> Exercise aim: Pick out every line in the entries below that contains the word "bounding", treating uppercase and lowercase as different, and copy each of those lines in full.

§ §

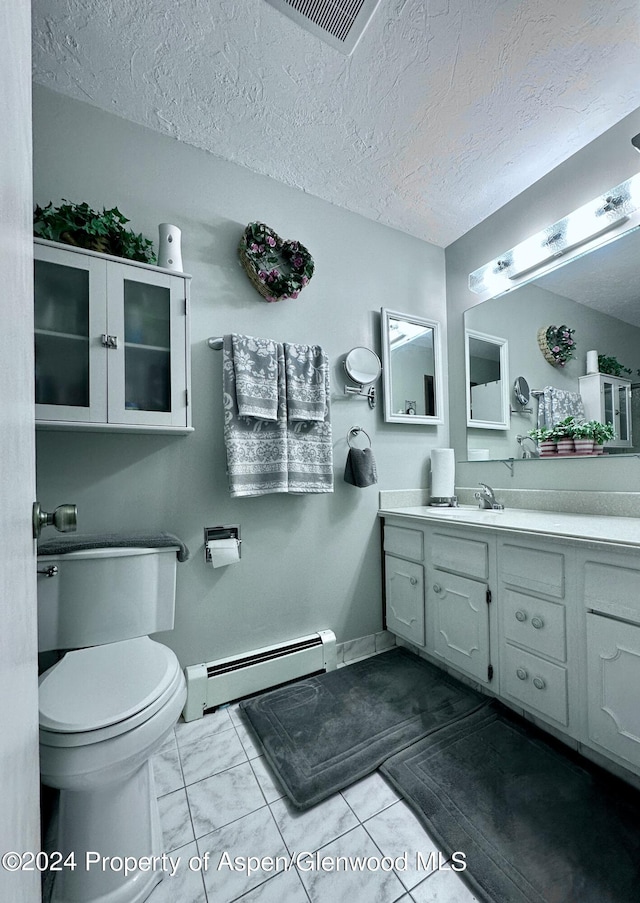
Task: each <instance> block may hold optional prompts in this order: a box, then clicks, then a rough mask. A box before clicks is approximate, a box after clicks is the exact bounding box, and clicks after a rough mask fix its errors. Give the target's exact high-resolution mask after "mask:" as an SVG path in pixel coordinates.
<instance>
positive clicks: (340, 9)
mask: <svg viewBox="0 0 640 903" xmlns="http://www.w3.org/2000/svg"><path fill="white" fill-rule="evenodd" d="M266 2H267V3H269V4H270V5H271V6H275V8H276V9H278V10H280V12H281V13H284V15H285V16H288V17H289V18H290V19H293V21H294V22H296V23H297V24H298V25H300V26H302V28H304V29H306V30H307V31H310V32H311V34H313V35H315V36H316V37H318V38H320V40H322V41H324V42H325V43H327V44H330V45H331V46H332V47H335V48H336V50H340V51H341V52H342V53H346V54H350V53H352V52H353V50H354V48H355V46H356V44H357V43H358V41H359V40H360V38H361V37H362V35H363V32H364V30H365V28H366V27H367V25H368V24H369V20H370V19H371V17H372V15H373V14H374V12H375V10H376V7H377V6H378V4H379V3H380V0H266Z"/></svg>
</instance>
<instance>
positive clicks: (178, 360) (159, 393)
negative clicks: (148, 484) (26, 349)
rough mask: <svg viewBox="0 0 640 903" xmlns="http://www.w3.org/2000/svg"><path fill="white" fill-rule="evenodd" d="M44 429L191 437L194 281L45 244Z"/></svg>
mask: <svg viewBox="0 0 640 903" xmlns="http://www.w3.org/2000/svg"><path fill="white" fill-rule="evenodd" d="M34 257H35V281H34V298H35V363H36V374H35V393H36V398H35V400H36V426H38V427H40V428H46V429H78V430H87V429H90V430H93V429H102V430H112V431H120V432H124V431H134V432H148V431H149V432H163V433H188V432H191V429H192V427H191V408H190V405H189V389H190V346H189V279H190V277H189V276H186V275H182V274H176V273H170V272H168V271H167V270H163V269H160V268H158V267H154V266H150V265H148V264H142V263H137V262H134V261H127V260H123V259H122V258H117V257H110V256H107V255H104V254H97V253H94V252H92V251H84V250H80V249H76V248H70V247H68V246H67V245H60V244H58V243H55V242H48V241H44V240H40V239H36V242H35V247H34Z"/></svg>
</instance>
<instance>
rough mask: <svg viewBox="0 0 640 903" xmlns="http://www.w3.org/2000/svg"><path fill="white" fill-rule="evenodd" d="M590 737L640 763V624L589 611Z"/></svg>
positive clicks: (588, 704) (602, 744)
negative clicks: (639, 626)
mask: <svg viewBox="0 0 640 903" xmlns="http://www.w3.org/2000/svg"><path fill="white" fill-rule="evenodd" d="M587 669H588V670H587V681H588V704H587V715H588V736H589V740H590V741H592V742H593V743H595V744H597V745H598V746H600V747H603V748H604V749H605V750H609V751H610V752H612V753H614V754H615V755H617V756H620V758H621V759H624V760H626V761H627V762H630V763H631V764H632V765H635V766H636V767H640V689H639V688H640V627H638V626H635V625H632V624H626V623H625V622H624V621H615V620H613V619H612V618H606V617H602V616H601V615H597V614H592V613H589V614H587Z"/></svg>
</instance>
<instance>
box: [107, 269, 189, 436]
mask: <svg viewBox="0 0 640 903" xmlns="http://www.w3.org/2000/svg"><path fill="white" fill-rule="evenodd" d="M108 296H109V308H108V314H107V316H108V322H109V332H110V333H113V334H114V335H115V336H117V339H118V347H117V348H115V349H113V350H112V349H110V351H109V354H108V360H109V422H110V423H116V422H118V423H129V422H135V423H138V424H143V425H144V424H148V425H150V426H151V425H158V424H160V425H162V424H164V425H176V426H179V425H184V424H185V422H186V421H185V409H186V374H185V329H186V310H185V290H184V280H182V279H180V278H176V277H172V276H169V275H168V274H166V273H153V272H150V271H149V270H145V269H143V268H135V267H123V266H120V265H118V264H112V265H110V267H109V271H108Z"/></svg>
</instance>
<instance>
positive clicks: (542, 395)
mask: <svg viewBox="0 0 640 903" xmlns="http://www.w3.org/2000/svg"><path fill="white" fill-rule="evenodd" d="M566 417H575V419H576V420H578V421H580V420H584V405H583V403H582V396H581V395H580V394H579V393H578V392H567V391H566V390H565V389H556V388H554V387H553V386H545V387H544V390H543V392H542V395H540V397H539V398H538V428H541V427H545V426H546V427H547V428H549V429H552V428H553V427H554V426H556V425H557V424H558V423H560V421H561V420H564V419H565V418H566Z"/></svg>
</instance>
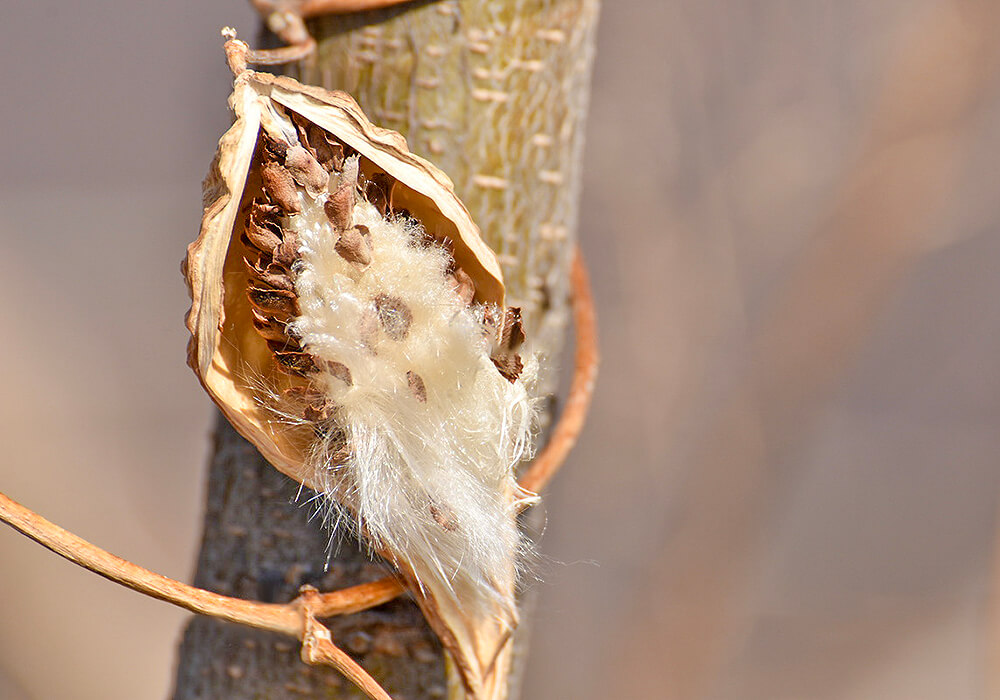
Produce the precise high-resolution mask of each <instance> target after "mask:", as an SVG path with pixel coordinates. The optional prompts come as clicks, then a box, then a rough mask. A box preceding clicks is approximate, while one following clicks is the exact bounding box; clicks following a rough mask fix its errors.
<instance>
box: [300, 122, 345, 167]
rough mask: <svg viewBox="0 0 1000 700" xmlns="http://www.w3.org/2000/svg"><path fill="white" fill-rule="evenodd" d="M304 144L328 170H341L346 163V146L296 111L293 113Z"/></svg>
mask: <svg viewBox="0 0 1000 700" xmlns="http://www.w3.org/2000/svg"><path fill="white" fill-rule="evenodd" d="M291 116H292V121H293V122H295V129H296V130H297V131H298V132H299V140H300V141H301V142H302V145H303V146H305V147H306V150H308V151H309V153H311V154H312V155H313V157H314V158H316V160H317V161H319V164H320V165H322V166H323V169H324V170H326V171H327V172H333V171H334V170H340V169H341V168H342V167H343V164H344V147H343V145H341V144H340V142H339V141H337V140H336V139H335V138H333V137H332V136H330V134H329V133H327V131H326V130H325V129H323V128H322V127H319V126H317V125H316V124H314V123H313V122H311V121H309V120H308V119H306V118H305V117H302V116H300V115H298V114H296V113H295V112H292V113H291Z"/></svg>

§ §

> Answer section:
Task: each <instance> block may hold optional prompts in this order: a box, then clicks, then a rough mask. A box before clicks is approximate, a box after clicks is the exact bounding box, and clicks after a rough mask fix its errors. Give the target's exact high-resolution mask after "mask:" as an SVG path in pixel coordinates.
Produce the precise high-resolution mask of each <instance> target after "mask:", as an SVG path with pixel coordinates. The optional prompts come as clicks, then a box, then a rough mask. A box preceding clicks is approximate, while one following clicks is the exact bounding box; clicks following a rough mask fix its errors.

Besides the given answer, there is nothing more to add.